TASK INSTRUCTIONS> Retype the lines below, unchanged, from the line that contains "the blue jeans" to the line that contains "[1227, 784]", including both of those lines.

RECORDS PROVIDED>
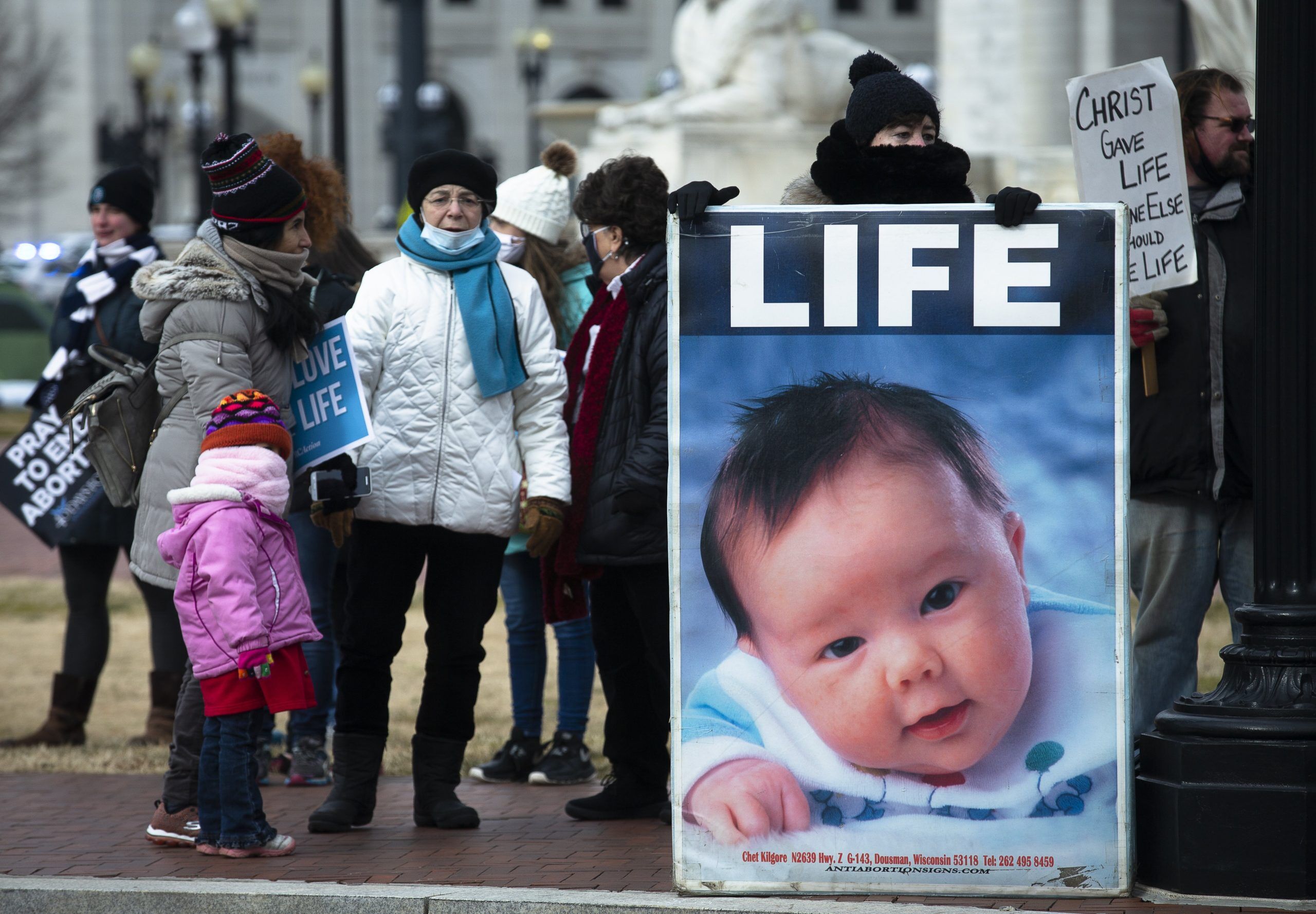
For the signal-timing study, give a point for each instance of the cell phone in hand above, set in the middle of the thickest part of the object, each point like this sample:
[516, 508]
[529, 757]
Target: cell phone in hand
[331, 482]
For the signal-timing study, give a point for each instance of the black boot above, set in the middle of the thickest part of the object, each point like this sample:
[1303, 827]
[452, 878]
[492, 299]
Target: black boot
[436, 771]
[623, 797]
[356, 774]
[70, 703]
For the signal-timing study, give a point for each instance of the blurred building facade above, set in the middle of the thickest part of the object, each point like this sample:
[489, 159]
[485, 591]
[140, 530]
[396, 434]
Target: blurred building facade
[1000, 77]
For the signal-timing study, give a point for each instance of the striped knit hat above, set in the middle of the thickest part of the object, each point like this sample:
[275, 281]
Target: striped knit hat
[248, 189]
[248, 417]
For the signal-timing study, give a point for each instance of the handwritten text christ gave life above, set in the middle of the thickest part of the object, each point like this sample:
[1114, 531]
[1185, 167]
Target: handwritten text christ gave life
[1141, 170]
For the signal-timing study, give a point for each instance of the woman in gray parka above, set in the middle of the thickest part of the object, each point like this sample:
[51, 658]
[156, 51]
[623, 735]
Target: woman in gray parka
[239, 293]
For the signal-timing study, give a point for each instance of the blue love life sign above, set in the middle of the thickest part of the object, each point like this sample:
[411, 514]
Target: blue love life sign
[328, 406]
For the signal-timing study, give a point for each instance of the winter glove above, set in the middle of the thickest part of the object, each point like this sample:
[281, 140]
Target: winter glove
[254, 663]
[1147, 319]
[690, 200]
[339, 524]
[544, 520]
[632, 503]
[1014, 204]
[333, 495]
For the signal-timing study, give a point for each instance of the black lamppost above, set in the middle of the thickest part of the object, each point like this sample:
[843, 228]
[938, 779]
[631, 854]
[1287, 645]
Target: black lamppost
[196, 36]
[314, 81]
[532, 49]
[133, 144]
[1227, 781]
[234, 22]
[339, 98]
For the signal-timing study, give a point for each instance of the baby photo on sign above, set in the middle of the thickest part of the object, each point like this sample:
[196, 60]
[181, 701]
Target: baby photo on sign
[891, 656]
[898, 503]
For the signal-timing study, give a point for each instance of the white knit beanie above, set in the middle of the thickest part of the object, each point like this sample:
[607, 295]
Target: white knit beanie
[540, 200]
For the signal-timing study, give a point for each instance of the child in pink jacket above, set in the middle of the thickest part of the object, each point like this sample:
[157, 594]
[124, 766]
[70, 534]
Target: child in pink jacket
[244, 612]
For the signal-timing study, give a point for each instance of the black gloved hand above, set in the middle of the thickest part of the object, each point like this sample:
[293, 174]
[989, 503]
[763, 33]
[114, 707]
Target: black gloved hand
[1014, 204]
[335, 495]
[690, 200]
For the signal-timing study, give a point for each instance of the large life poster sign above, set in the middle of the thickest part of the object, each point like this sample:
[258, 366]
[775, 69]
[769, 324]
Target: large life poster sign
[899, 600]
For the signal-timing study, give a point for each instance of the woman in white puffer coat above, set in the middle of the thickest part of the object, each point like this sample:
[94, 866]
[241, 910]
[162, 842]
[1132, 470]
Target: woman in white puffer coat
[465, 388]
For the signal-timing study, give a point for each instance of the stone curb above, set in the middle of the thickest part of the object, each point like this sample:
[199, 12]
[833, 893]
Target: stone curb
[43, 894]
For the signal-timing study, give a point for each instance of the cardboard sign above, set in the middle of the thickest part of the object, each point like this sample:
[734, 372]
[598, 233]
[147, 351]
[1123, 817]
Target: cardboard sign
[1128, 147]
[897, 536]
[328, 406]
[45, 479]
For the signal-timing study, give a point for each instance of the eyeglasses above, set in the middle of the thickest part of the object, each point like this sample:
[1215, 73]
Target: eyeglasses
[1236, 124]
[464, 200]
[586, 232]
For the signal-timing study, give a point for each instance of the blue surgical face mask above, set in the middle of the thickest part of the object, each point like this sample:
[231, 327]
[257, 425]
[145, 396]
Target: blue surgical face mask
[452, 243]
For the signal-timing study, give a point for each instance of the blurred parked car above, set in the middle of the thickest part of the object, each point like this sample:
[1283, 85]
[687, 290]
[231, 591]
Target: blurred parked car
[43, 266]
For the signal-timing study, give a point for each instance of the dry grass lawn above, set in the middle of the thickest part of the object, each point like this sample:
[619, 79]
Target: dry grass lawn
[32, 624]
[32, 627]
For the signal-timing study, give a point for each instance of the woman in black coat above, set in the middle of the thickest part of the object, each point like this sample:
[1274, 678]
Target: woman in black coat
[98, 307]
[616, 532]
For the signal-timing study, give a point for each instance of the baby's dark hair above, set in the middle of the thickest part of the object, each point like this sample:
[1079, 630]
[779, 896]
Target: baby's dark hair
[802, 433]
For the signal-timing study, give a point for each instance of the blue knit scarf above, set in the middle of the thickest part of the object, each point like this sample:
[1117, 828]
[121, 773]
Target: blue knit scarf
[485, 303]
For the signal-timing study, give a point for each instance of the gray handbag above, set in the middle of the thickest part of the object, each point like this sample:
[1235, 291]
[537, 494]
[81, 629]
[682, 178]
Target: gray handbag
[124, 415]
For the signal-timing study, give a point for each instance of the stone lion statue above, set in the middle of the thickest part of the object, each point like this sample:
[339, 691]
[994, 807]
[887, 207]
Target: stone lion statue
[748, 61]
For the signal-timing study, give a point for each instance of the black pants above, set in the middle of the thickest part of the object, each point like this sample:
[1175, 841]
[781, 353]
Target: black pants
[461, 594]
[87, 569]
[628, 609]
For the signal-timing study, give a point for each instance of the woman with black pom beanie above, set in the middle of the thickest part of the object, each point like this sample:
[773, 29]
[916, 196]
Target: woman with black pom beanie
[886, 150]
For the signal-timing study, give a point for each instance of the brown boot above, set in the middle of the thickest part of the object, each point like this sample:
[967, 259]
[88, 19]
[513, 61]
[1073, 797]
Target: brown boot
[160, 721]
[70, 703]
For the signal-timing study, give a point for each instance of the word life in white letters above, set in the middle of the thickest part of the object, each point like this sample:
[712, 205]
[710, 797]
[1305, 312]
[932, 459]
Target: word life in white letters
[898, 277]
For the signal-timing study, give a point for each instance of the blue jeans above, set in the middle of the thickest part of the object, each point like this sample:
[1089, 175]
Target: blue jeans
[1180, 547]
[318, 557]
[528, 658]
[228, 797]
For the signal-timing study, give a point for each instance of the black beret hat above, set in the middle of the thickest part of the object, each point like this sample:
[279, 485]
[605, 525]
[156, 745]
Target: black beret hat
[881, 95]
[450, 166]
[130, 190]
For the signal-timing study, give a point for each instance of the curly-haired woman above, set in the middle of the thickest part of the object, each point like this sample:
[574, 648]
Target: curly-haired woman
[534, 210]
[323, 567]
[616, 532]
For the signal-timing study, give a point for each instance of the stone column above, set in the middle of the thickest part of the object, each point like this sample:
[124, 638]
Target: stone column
[1227, 784]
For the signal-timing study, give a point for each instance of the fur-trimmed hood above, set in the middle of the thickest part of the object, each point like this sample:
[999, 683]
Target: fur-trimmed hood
[202, 271]
[845, 174]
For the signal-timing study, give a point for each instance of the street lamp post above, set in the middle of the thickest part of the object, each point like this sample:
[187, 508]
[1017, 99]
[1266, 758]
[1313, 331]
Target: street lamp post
[229, 16]
[196, 36]
[315, 79]
[144, 62]
[534, 52]
[1227, 781]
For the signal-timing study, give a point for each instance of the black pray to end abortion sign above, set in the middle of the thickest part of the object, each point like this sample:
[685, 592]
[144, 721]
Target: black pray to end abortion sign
[45, 477]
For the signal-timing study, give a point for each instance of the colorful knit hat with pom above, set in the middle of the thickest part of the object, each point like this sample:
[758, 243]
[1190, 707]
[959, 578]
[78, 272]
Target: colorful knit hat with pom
[248, 189]
[248, 417]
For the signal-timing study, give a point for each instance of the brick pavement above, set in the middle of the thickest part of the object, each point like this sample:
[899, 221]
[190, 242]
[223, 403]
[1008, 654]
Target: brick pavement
[93, 825]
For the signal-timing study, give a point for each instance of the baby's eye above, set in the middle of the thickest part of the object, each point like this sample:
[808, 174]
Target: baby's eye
[941, 596]
[843, 647]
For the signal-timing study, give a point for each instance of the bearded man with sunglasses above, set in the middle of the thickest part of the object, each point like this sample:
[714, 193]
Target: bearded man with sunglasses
[1190, 517]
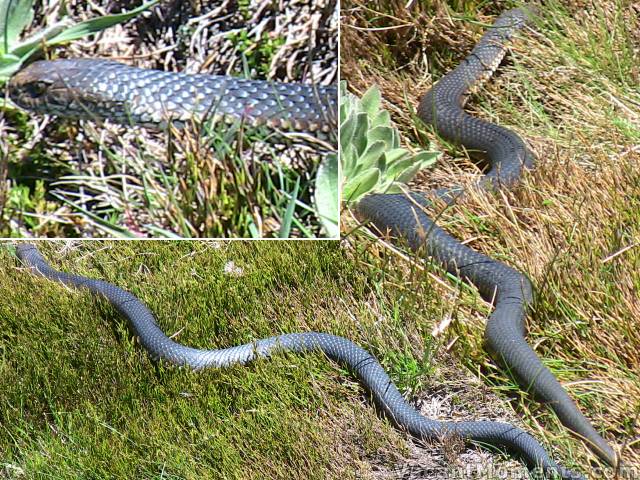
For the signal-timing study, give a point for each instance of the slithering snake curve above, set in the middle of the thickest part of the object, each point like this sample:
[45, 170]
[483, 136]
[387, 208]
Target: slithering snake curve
[385, 394]
[509, 290]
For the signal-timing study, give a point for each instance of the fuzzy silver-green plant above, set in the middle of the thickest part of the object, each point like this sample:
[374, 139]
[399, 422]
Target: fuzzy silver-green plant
[371, 158]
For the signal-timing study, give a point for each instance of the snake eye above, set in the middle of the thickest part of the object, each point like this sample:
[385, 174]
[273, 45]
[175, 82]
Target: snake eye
[36, 89]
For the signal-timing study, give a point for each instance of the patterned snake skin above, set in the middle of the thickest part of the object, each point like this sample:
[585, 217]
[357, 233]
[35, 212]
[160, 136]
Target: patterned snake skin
[509, 290]
[385, 394]
[102, 89]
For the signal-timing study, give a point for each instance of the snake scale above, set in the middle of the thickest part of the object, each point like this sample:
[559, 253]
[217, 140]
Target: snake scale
[98, 89]
[510, 291]
[364, 365]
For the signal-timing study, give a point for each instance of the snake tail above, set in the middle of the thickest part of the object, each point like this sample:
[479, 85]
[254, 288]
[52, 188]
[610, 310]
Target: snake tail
[511, 291]
[368, 370]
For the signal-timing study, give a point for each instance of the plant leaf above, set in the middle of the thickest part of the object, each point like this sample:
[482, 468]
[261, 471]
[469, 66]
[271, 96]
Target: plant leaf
[326, 196]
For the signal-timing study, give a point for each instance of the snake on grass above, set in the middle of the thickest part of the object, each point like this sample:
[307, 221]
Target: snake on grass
[97, 89]
[510, 291]
[364, 365]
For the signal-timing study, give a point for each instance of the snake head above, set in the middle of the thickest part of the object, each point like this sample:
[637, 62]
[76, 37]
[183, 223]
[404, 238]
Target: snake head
[50, 86]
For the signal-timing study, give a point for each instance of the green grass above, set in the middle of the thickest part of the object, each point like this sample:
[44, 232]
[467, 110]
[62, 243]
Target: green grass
[80, 399]
[71, 179]
[570, 89]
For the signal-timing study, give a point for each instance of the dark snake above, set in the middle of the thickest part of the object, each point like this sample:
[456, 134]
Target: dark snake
[364, 365]
[510, 291]
[107, 90]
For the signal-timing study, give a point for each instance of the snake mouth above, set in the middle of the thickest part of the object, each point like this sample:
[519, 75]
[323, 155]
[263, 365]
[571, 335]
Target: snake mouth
[97, 89]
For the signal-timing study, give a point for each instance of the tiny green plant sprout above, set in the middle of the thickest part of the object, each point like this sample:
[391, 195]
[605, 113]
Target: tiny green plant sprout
[371, 157]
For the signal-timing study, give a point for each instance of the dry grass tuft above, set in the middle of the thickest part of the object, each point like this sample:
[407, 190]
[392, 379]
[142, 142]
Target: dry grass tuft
[569, 88]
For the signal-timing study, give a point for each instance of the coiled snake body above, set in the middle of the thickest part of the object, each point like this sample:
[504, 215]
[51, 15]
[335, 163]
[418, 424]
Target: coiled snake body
[362, 363]
[509, 290]
[103, 89]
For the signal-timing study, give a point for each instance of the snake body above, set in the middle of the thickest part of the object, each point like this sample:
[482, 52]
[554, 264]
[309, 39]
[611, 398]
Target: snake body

REPLY TO THE TASK>
For the signal-timing study, give a point for each instance of the blue jeans above, set in the middle of the thickest part of the object, each point like this sample:
[1089, 175]
Target: blue jeans
[1180, 547]
[318, 557]
[528, 658]
[228, 797]
For the signal-timing study, give a point for each instance of the black beret hat above, set in the middle of the thickest part of the object, each point like this sample:
[279, 485]
[605, 525]
[156, 745]
Target: black beret hat
[881, 95]
[450, 166]
[130, 190]
For the signal-timing study, give a point for each instance of the curly-haired woman above, set in the middle of the thickest part of the object, each point like this sample:
[574, 648]
Target: curly-haired woman
[534, 210]
[323, 567]
[616, 532]
For the signal-timing study, give a point for each instance of the stone column above, set in the middle of the thickest part of the object, each point like this sample:
[124, 638]
Target: stone column
[1227, 784]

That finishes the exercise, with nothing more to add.